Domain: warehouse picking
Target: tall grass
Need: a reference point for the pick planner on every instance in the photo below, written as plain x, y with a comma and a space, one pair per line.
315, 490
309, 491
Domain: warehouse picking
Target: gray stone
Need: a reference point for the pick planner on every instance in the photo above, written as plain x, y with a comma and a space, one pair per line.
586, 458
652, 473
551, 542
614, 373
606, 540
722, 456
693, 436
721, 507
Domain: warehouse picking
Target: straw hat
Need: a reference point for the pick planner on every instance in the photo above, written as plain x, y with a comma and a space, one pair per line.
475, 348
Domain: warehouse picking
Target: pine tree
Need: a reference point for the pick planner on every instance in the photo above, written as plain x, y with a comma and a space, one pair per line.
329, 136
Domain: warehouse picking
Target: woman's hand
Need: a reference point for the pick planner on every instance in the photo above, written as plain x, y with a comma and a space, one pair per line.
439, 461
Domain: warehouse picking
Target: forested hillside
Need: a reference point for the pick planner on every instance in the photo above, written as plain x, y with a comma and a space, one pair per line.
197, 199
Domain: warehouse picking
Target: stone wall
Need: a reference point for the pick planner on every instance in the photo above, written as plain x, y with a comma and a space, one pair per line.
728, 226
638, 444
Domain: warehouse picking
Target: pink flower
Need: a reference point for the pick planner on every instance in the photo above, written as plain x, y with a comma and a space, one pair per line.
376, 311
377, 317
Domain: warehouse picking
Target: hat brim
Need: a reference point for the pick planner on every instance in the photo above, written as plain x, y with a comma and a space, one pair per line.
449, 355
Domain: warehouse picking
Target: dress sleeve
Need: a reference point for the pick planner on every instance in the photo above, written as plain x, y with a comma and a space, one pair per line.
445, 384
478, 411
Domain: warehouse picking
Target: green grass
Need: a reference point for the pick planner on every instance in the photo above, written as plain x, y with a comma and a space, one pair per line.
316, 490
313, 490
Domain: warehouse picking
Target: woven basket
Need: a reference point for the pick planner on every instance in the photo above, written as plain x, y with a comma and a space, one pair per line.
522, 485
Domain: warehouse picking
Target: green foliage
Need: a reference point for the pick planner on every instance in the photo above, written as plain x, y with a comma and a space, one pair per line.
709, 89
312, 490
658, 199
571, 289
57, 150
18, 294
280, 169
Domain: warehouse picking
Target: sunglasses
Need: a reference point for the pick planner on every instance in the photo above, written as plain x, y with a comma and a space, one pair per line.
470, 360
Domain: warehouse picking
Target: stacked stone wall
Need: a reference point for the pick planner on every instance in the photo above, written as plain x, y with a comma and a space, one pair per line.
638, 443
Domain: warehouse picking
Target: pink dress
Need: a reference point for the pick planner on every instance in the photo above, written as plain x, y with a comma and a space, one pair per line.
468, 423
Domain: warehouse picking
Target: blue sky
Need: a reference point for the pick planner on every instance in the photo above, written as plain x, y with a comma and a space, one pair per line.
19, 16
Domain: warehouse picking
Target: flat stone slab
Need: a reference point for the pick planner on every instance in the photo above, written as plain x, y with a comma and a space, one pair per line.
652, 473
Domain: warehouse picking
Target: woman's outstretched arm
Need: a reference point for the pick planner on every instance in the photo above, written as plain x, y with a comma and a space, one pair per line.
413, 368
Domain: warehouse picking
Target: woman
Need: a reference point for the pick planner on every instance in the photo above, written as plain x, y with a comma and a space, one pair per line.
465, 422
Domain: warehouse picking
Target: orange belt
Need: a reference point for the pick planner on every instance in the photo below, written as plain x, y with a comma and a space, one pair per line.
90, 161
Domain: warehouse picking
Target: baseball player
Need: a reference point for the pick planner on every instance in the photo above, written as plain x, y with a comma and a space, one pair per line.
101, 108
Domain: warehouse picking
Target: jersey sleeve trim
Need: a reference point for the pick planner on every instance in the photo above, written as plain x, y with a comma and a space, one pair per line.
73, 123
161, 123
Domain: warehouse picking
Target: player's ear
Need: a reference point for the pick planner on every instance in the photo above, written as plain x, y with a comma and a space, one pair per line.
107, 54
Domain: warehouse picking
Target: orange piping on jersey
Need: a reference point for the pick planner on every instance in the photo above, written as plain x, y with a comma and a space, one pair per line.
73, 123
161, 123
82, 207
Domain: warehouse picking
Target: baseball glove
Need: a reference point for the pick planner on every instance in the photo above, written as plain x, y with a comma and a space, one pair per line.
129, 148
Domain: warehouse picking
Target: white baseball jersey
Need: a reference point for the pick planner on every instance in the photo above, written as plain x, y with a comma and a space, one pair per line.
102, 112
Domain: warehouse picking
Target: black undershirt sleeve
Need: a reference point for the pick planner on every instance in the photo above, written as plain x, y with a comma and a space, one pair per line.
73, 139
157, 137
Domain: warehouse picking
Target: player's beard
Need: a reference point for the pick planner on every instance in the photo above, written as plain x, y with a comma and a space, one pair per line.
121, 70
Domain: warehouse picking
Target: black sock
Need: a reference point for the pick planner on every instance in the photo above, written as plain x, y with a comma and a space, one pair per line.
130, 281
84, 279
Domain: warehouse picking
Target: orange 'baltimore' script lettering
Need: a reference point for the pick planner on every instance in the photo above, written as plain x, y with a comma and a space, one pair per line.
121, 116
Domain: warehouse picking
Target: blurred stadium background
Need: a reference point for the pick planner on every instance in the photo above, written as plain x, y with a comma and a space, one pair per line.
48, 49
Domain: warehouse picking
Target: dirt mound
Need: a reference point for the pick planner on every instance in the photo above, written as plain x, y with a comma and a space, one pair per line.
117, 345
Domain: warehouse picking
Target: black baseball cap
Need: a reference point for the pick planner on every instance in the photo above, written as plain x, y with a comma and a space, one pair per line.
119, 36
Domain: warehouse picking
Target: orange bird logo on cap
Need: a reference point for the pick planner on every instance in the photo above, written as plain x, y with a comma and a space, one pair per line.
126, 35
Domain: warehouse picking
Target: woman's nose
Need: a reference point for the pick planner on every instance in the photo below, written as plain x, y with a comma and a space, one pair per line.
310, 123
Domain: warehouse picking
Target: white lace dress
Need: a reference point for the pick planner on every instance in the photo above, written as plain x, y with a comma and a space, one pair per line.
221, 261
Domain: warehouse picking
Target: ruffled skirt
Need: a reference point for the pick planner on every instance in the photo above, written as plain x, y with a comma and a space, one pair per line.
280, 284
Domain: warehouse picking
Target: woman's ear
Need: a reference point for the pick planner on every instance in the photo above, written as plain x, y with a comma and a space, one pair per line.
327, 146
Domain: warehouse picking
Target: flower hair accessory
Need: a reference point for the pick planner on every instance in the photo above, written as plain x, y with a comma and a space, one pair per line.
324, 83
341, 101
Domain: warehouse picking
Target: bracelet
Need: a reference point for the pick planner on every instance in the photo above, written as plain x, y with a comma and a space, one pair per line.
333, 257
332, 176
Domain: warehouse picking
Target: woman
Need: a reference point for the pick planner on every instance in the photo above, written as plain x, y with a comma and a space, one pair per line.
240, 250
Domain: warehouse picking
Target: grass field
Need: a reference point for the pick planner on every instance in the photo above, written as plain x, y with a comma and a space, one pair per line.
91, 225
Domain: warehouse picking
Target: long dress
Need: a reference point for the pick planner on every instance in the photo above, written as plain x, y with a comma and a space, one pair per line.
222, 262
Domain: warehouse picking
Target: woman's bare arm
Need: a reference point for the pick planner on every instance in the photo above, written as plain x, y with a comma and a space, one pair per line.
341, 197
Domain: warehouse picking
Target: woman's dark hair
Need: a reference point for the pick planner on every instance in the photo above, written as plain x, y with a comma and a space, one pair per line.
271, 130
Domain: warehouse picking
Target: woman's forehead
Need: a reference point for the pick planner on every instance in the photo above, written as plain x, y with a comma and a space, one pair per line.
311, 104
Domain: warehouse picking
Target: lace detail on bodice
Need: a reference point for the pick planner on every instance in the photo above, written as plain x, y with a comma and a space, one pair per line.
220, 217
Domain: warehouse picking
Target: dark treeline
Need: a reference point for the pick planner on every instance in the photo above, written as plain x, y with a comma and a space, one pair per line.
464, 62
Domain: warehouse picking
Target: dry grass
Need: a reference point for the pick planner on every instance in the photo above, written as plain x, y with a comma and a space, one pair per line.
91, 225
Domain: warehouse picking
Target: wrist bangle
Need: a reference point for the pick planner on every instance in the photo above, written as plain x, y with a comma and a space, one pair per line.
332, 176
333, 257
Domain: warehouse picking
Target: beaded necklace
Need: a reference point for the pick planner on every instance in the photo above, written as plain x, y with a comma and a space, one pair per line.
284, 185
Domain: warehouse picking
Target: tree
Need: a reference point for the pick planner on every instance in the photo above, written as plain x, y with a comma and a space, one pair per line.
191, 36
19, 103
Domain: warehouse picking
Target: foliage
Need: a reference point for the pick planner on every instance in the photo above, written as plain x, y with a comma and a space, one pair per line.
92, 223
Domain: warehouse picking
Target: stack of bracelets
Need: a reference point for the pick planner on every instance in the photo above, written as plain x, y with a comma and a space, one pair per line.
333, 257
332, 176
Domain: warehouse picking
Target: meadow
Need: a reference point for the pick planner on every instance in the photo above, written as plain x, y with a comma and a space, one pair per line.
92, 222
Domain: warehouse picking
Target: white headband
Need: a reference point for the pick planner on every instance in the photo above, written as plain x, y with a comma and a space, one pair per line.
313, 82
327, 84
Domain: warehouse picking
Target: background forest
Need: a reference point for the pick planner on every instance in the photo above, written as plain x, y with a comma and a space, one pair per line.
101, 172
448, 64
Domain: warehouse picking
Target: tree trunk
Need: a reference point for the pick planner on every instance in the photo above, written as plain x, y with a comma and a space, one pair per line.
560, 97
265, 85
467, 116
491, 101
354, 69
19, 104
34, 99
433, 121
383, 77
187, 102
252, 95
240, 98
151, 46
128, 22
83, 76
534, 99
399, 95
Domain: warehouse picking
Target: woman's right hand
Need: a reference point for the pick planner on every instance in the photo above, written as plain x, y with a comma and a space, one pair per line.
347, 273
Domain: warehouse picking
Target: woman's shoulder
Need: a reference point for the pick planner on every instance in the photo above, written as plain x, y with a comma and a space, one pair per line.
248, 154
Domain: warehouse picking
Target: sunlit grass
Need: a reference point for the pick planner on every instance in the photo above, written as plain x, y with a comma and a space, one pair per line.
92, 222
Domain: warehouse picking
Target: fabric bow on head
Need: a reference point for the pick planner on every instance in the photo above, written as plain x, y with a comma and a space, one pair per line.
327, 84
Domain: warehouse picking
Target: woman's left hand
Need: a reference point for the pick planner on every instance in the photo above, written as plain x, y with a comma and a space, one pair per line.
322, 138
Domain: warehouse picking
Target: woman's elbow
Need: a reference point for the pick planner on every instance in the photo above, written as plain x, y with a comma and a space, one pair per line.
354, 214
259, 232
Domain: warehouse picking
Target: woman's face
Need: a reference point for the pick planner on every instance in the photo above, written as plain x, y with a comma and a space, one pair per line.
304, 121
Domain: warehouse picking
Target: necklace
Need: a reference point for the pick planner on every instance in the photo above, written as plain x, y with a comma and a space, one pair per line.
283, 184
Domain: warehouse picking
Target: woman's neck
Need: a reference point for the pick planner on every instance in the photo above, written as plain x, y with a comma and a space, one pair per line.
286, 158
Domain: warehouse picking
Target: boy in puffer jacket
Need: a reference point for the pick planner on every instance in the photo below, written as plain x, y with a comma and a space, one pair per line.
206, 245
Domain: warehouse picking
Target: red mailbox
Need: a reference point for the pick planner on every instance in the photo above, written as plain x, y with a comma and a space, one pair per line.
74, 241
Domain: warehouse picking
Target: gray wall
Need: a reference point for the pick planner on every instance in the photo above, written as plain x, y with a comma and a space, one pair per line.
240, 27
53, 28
::::
# PROBLEM TO WORK ON:
Please gather every line of the items above that contains the word "green" and copy each of those lines in full.

# FINAL RESULT:
Target: green grass
Target: green foliage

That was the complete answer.